Dataset entries:
[Start of section]
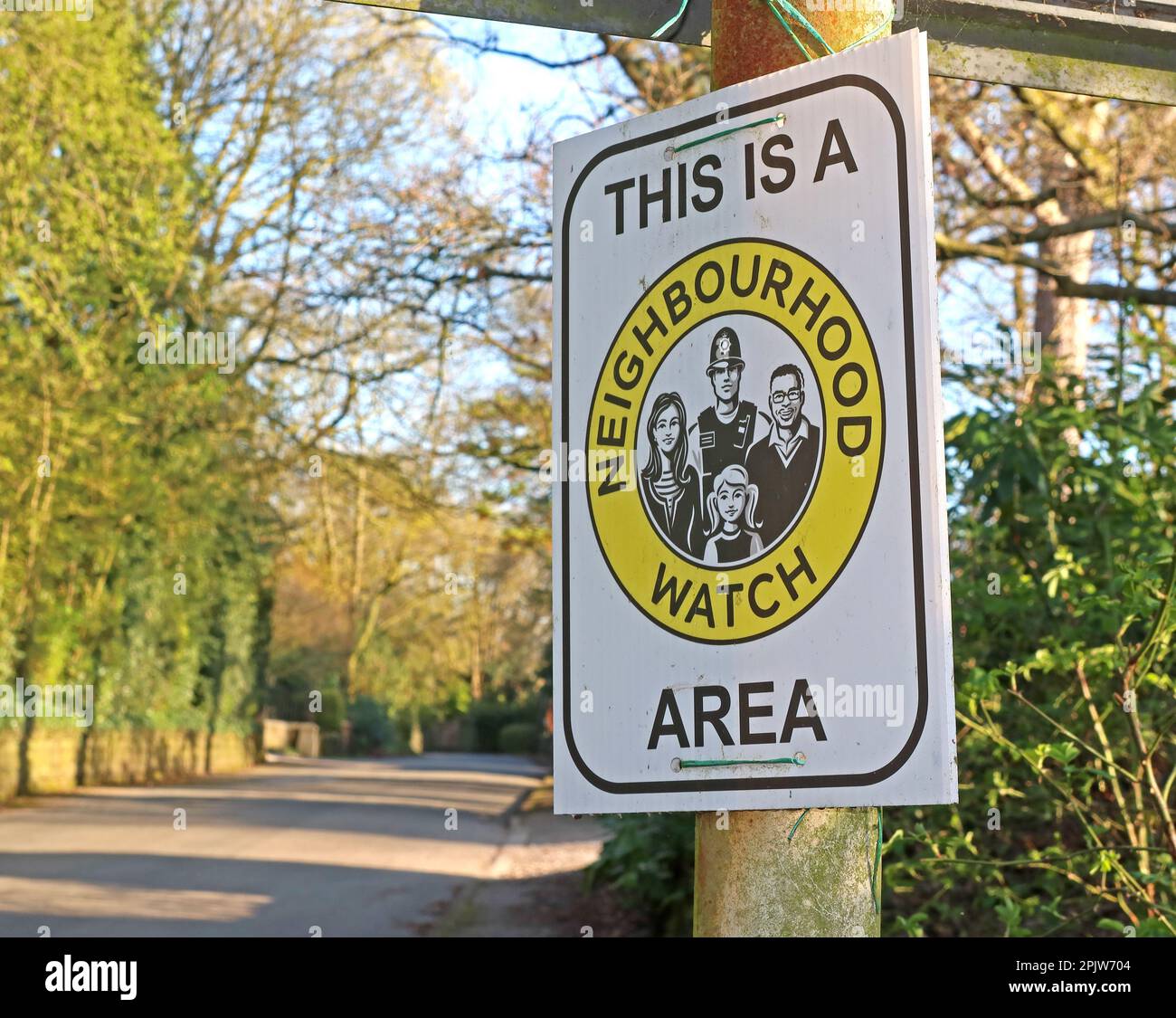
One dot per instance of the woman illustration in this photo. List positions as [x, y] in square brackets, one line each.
[End of section]
[Start of section]
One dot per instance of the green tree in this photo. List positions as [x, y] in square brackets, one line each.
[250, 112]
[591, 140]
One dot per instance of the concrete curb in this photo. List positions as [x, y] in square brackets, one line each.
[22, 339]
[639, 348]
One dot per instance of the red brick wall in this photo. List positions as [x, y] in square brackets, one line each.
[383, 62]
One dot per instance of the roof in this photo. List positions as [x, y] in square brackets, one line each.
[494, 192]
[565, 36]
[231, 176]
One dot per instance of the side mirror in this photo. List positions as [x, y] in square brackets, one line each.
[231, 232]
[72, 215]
[End of section]
[Start of section]
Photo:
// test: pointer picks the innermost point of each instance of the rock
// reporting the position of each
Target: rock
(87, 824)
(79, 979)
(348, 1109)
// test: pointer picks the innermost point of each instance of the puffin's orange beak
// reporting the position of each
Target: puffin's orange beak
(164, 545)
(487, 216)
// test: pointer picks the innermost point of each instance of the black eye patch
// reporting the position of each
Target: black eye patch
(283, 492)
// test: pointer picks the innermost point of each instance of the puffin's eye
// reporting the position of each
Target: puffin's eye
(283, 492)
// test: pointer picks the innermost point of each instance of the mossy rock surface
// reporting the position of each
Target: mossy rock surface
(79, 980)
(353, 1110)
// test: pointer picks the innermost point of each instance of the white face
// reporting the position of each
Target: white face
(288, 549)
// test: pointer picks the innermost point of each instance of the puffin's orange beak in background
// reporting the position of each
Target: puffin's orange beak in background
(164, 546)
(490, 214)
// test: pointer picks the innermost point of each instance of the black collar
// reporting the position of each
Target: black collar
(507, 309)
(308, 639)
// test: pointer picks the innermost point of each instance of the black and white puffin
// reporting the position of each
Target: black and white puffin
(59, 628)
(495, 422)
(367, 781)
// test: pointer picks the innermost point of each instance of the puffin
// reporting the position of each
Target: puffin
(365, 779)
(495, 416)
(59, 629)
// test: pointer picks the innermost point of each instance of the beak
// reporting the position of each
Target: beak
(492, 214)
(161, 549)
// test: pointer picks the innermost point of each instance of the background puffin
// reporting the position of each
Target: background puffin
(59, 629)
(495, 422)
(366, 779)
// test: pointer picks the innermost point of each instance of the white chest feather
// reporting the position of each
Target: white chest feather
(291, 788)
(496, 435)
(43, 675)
[End of section]
Write down, word for word, the lines above from the one containing "the puffin's eye" through the one containing "the white face", both ends included.

// test: pointer picks the innermost point of each instance of the puffin's eye
// reporting the position of each
Target: puffin's eye
(283, 492)
// test: pointer picks the innermost point of each instance of the mossy rock surface
// reporting the position of each
Target: mossy rock surface
(79, 980)
(353, 1110)
// test: pointer picks the innermost point of each instance of the white face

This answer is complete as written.